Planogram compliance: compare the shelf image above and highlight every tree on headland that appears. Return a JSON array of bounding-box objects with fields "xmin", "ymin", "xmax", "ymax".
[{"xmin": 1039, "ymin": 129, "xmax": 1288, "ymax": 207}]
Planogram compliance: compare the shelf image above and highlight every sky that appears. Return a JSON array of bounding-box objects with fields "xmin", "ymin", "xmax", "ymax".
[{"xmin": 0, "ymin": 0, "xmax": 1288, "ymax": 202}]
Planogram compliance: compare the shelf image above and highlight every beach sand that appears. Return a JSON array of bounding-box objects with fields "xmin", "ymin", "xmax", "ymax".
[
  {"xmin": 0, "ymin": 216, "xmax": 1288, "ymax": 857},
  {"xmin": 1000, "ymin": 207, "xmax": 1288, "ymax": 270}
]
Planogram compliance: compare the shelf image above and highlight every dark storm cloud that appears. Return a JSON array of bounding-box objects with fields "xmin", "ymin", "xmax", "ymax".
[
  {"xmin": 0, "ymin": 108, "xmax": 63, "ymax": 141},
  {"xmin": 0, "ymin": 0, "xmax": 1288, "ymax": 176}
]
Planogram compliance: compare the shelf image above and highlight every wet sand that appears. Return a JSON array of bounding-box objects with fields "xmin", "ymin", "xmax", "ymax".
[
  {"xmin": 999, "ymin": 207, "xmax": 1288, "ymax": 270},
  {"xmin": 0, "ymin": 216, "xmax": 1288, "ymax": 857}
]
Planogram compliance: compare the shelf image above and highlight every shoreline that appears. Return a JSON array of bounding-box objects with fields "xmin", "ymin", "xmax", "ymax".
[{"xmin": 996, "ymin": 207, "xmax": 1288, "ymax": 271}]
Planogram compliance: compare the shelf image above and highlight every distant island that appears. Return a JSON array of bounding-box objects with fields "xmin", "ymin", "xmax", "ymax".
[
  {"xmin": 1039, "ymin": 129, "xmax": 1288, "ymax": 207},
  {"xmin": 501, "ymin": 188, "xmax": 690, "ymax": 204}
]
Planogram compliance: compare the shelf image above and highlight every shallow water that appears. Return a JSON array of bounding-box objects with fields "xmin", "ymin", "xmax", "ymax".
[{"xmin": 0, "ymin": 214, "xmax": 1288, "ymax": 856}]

* [DESCRIPTION OF THE TASK] Reproduce only the part of the material that opens with the line containing "highlight every shoreline" and closes with the last line of the material, keeping every request. Shift each bounding-box coordinate in its answers by adding 85 to it.

* [SOLUTION TO THIS TASK]
Planogram compliance: compare the shelf image above and highlight every shoreline that appears. Return a JSON array of bounding-box objects with fields "xmin", "ymin", "xmax", "ymax".
[{"xmin": 1081, "ymin": 292, "xmax": 1373, "ymax": 356}]
Planogram compliance: compare the shelf image above and highlight every distant island that appears. Return a JSON array of bounding-box objects with fields "xmin", "ymin", "xmax", "ymax".
[
  {"xmin": 1124, "ymin": 214, "xmax": 1373, "ymax": 292},
  {"xmin": 586, "ymin": 273, "xmax": 775, "ymax": 289}
]
Planogram compliance: compare the shelf image above and highlight every shallow water that appears. Return a JSON array of bounding-box objects with fields "xmin", "ymin", "xmax", "ymax".
[{"xmin": 85, "ymin": 299, "xmax": 1373, "ymax": 941}]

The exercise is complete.